Start of Given records

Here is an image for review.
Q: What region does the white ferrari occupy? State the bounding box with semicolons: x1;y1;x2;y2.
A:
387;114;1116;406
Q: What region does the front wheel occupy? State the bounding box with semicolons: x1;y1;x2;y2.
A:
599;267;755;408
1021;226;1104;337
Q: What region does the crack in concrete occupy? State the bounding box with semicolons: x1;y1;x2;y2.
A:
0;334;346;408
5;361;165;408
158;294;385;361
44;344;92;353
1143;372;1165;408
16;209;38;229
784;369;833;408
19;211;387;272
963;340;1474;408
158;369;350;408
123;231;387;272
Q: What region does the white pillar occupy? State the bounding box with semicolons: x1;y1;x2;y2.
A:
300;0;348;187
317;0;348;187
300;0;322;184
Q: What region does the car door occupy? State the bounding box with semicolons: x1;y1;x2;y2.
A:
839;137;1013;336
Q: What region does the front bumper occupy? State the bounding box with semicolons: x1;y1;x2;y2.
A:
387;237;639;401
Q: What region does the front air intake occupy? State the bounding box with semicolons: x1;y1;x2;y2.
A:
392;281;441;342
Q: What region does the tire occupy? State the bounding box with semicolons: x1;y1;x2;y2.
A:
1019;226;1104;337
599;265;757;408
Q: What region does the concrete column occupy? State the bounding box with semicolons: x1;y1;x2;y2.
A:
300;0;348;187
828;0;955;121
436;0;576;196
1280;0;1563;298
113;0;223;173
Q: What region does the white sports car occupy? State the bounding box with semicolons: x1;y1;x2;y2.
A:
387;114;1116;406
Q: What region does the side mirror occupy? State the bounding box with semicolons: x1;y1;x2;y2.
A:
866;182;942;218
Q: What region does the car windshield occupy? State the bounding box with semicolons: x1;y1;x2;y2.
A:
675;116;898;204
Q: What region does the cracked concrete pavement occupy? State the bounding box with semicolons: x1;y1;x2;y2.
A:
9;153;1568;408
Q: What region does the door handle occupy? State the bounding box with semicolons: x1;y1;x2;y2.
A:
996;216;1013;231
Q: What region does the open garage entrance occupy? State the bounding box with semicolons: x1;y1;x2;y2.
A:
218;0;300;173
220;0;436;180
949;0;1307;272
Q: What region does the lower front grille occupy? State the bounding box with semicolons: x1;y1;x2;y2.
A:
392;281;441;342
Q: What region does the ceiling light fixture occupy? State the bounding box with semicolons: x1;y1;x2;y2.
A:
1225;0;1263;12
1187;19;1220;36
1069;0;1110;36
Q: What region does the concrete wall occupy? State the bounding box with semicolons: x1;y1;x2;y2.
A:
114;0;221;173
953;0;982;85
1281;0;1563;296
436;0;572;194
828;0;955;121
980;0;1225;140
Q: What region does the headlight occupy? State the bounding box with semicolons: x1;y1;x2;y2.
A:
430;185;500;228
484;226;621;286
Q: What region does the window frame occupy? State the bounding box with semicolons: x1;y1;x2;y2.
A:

End of Given records

# Written task:
Put every line of the material above into a numbered list, leaving out any blank lines.

# Answer to this problem:
1. Here is an image for review.
2. Q: What region does the white ferrari occupy? State the bounding box with semicolons: x1;y1;x2;y2.
3. A:
4. 387;114;1116;406
5. Q: What region does the front wheel occupy? State the bounding box with semicolons: x1;y1;x2;y2.
6. A:
7. 599;267;755;408
8. 1021;226;1104;337
9. Q: What region does the crack in concrete occupy? State the bounding box with semicolons: x1;y1;x2;y2.
10. A:
11. 0;334;346;408
12. 5;361;165;408
13. 158;294;385;361
14. 44;344;92;353
15. 1143;372;1165;408
16. 16;209;38;229
17. 784;369;833;408
18. 19;211;387;272
19. 963;340;1474;408
20. 158;369;350;408
21. 123;231;387;272
22. Q: What region does the white pillar occupy? State the bounding box with semicolons: x1;y1;x2;y2.
23. A:
24. 300;0;348;187
25. 317;0;348;187
26. 300;0;322;184
27. Q: What region does the car door occupy? State the bounding box with semicolons: x1;y1;x2;y2.
28. A:
29. 839;137;1013;336
30. Q: What region does the front bumper occupy? State the bounding box with semicolons: x1;y1;x2;y2.
31. A:
32. 387;237;639;401
33. Q: What region does the front air intake occupy? State the bounding box with semicolons: x1;y1;x2;y2.
34. A:
35. 392;281;441;342
36. Q: What region does the tire occupy? State the bounding box with semicolons: x1;y1;x2;y2.
37. A:
38. 1019;226;1104;337
39. 599;265;757;408
40. Q: What region does the concrete column occupy? State the bounding box with semicolons: x1;y1;x2;y2.
41. A:
42. 300;0;348;187
43. 828;0;955;121
44. 436;0;576;196
45. 1280;0;1563;298
46. 113;0;223;173
47. Q: What region does the white sports car occupy? State the bounding box with semicolons: x1;y1;x2;y2.
48. A:
49. 387;114;1116;406
50. Q: What region does the side mirror occupy? State the bounding box with semicolons: x1;y1;x2;y2.
51. A:
52. 866;182;942;218
53. Q: What region does the car windshield occupy? State the bounding box with semicolons: x1;y1;x2;y2.
54. A:
55. 675;116;898;204
56. Q: What region does the cracked concrete pavement occupy? State the bounding box with semicolons: x1;y1;x2;y2.
57. A:
58. 9;153;1568;408
59. Q: What region does the door handle occupy? State the bounding box with semicolons: x1;y1;x2;y2.
60. A:
61. 996;216;1013;231
62. Q: What region does the open garage entrance occupy? State the bounding box with semicolons: x1;y1;x2;y2.
63. A:
64. 218;0;300;173
65. 220;0;436;180
66. 949;0;1307;272
67. Q: What region does the lower front grille occupy? State the bounding box with semicolons: x1;y1;x2;y2.
68. A:
69. 392;281;441;342
70. Q: What region does the ceiling light fixture occupy? State the bounding box with semicolons: x1;y1;x2;y2.
71. A:
72. 1225;0;1263;12
73. 1187;19;1220;36
74. 1069;0;1110;36
75. Q: What region does the concrete wall occupy? State the bounding box with semicolons: x1;y1;x2;y2.
76. A:
77. 114;0;221;173
78. 953;0;982;85
79. 1281;0;1563;296
80. 436;0;572;194
81. 828;0;955;121
82. 980;0;1225;140
83. Q: What region does the headlight occupy? State the bounding box with semicolons: x1;y1;x2;y2.
84. A:
85. 430;185;500;228
86. 484;226;621;286
87. Q: What region does the window frame occupy? State the bounding box with semicolons: x1;y1;x2;y2.
88. A:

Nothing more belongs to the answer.